(DOCUMENT EXCERPT)

CloudTadaInsights

Lesson 3: Introduction to Patroni and etcd

Introduction to Patroni and etcd

Objectives

After this lesson, you will understand:

  • What Patroni is and how it works
  • DCS (Distributed Configuration Store) - etcd/Consul/ZooKeeper
  • Consensus algorithm (Raft)
  • Leader election & Failover mechanism
  • Split-brain problem and how to solve it

1. What is Patroni?

Introduction

Patroni is an open-source HA (High Availability) template for PostgreSQL, developed by Zalando. It automates PostgreSQL cluster management, including:

  • Leader election: Automatically select primary node
  • Automatic failover: Automatic failover when primary fails
  • Configuration management: Centralized configuration management
  • Health checking: Continuous monitoring of node health

Patroni Architecture

The Patroni architecture is a popular choice for managing PostgreSQL clusters.

How Patroni works

  1. Startup: Each Patroni instance connects to DCS (etcd)
  2. Leader election: Nodes compete to become leader in DCS
  3. Role assignment: Node that wins leader lock promotes PostgreSQL to primary
  4. Health monitoring: Patroni continuously checks:
    • PostgreSQL process health
    • Replication status
    • DCS connectivity
  5. Auto failover: If leader fails, Patroni automatically:
    • Detects the issue
    • Selects the most suitable replica
    • Promotes new replica to primary
    • Updates remaining replicas

Main components

Patroni daemon

  • Runs on each PostgreSQL node
  • Manages PostgreSQL lifecycle
  • Performs health checks
  • Interacts with DCS

REST API

  • Health check endpoint: http://node:8008/health
  • Read-only endpoint: http://node:8008/read-only
  • Primary endpoint: http://node:8008/master (deprecated) or /primary

patronictl

  • CLI tool to manage cluster
  • Commands: list, switchover, failover, reinit, restart, reload

2. DCS - Distributed Configuration Store

Role of DCS

DCS is the coordination center for Patroni cluster, storing:

  • Leader key: Information about which node is leader (TTL-based)
  • Configuration: PostgreSQL and Patroni configuration
  • Member information: List of nodes in cluster
  • Failover/Switchover state: Switch state
FeatureetcdConsulZooKeeper
LanguageGoGoJava
ConsensusRaftRaftZAB (Paxos-like)
APIgRPC, HTTPHTTP, DNSCustom protocol
SetupSimpleMediumComplex
PerformanceHighHighMedium
DocumentationGoodVery GoodMedium
UsageKubernetes, PatroniService mesh, HAHadoop, Kafka

Recommendation: etcd for most cases because of simplicity and high performance.

(AIM) From the Patroni and etcd lesson, quote the stretch from "After this lesson, you" through "Consensus algorithm (Raft)".

(PROVIDED INFORMATION)
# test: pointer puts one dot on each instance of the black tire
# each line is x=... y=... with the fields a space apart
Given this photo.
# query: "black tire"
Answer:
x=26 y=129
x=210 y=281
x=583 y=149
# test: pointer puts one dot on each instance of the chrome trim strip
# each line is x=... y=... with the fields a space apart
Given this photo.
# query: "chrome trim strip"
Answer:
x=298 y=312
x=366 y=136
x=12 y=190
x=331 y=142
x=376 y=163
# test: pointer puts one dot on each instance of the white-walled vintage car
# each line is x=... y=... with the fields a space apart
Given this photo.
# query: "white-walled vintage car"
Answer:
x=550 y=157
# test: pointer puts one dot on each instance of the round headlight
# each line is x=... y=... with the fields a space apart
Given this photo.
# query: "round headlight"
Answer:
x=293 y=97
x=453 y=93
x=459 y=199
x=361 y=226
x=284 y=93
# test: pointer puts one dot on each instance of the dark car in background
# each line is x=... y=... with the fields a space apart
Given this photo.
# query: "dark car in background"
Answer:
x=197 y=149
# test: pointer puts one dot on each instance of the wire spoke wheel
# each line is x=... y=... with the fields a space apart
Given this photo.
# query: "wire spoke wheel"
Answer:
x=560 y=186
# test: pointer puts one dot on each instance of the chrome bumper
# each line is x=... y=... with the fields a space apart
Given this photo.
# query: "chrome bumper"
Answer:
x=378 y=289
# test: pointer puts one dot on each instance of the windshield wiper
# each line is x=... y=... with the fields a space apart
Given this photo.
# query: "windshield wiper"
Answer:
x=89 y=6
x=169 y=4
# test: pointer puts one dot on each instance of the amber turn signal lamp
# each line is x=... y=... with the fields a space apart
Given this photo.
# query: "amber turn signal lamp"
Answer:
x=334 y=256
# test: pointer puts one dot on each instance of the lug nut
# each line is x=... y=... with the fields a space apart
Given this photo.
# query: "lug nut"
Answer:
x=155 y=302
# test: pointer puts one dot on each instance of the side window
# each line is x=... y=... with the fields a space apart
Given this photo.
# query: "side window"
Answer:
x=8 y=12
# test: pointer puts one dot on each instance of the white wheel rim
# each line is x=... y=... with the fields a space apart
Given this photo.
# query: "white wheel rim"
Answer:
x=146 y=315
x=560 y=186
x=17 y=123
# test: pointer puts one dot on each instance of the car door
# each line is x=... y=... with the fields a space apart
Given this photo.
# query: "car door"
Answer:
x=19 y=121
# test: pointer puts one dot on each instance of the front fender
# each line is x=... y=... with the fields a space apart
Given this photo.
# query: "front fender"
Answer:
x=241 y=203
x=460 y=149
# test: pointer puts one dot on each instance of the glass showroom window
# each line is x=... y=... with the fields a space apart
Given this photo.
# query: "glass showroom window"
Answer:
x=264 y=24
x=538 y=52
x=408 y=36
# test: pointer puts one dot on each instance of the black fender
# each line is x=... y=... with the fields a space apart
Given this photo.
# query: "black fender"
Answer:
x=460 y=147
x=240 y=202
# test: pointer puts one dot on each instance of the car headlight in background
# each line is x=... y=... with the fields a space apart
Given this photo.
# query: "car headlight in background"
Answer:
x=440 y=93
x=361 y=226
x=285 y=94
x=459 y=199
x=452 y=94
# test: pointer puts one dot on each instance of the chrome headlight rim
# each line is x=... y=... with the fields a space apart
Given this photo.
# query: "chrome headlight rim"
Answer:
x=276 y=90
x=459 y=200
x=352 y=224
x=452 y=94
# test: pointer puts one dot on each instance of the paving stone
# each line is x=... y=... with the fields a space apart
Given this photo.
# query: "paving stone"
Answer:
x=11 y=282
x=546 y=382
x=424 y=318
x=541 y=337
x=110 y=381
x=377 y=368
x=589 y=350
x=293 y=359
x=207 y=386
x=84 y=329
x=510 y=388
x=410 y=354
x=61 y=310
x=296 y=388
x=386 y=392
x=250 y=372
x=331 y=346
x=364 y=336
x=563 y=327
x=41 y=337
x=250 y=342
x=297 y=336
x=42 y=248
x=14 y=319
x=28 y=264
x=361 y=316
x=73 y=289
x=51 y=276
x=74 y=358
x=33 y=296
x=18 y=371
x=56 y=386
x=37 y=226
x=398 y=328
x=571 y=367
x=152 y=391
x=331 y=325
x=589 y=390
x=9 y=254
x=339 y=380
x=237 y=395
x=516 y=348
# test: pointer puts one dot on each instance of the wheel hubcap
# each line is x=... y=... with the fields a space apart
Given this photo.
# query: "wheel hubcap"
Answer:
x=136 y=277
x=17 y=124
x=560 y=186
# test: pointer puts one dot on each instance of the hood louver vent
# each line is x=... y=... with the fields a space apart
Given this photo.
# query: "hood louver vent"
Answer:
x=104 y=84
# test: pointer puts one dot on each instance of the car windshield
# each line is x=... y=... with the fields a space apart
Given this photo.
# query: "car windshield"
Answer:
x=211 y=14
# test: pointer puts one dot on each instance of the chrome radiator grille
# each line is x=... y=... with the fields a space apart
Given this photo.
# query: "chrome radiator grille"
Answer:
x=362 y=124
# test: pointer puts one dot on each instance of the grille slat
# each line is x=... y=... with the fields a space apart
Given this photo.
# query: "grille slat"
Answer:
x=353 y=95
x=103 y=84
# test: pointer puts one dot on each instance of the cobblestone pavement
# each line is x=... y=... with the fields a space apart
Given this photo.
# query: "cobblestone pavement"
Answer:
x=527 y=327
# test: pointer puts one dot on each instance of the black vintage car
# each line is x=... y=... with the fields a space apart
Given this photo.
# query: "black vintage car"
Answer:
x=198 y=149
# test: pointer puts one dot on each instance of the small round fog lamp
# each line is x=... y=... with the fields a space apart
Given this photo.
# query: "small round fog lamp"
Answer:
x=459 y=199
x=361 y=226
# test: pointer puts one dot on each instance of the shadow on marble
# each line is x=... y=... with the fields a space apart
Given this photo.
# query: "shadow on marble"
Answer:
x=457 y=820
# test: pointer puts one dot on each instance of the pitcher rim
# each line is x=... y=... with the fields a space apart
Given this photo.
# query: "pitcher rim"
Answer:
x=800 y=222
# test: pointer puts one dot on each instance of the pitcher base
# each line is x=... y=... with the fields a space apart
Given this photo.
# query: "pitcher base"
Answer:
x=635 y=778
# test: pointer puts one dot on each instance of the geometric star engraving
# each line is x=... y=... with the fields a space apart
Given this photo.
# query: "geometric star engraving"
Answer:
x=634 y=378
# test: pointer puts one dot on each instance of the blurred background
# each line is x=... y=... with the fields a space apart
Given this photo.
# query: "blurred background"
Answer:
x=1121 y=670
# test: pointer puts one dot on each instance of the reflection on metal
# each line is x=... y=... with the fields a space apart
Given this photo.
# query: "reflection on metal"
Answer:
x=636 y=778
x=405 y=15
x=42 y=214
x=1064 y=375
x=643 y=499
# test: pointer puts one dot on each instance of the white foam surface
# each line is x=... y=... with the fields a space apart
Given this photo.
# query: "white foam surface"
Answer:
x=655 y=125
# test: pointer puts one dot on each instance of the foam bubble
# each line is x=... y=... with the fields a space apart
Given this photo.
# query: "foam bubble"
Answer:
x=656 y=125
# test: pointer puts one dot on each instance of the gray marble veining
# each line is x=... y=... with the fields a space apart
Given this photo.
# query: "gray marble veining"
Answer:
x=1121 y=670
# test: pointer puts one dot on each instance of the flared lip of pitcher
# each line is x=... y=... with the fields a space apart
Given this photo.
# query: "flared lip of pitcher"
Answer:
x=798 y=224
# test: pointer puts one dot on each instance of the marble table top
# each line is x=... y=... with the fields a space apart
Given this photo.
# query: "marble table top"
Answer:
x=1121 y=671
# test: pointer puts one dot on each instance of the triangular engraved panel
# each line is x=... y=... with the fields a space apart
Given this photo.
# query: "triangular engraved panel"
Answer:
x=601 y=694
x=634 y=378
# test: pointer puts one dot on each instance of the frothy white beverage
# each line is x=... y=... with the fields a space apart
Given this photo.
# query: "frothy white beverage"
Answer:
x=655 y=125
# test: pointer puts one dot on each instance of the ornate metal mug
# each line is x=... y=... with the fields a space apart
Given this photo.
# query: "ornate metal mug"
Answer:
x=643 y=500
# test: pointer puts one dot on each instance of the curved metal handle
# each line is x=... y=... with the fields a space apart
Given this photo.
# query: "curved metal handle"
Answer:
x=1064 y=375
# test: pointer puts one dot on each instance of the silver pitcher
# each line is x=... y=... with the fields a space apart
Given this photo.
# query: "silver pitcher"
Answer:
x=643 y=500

(SOLUTION TO THIS TASK)
After this lesson, you will understand:

  • What Patroni is and how it works
  • DCS (Distributed Configuration Store) - etcd/Consul/ZooKeeper
  • Consensus algorithm (Raft)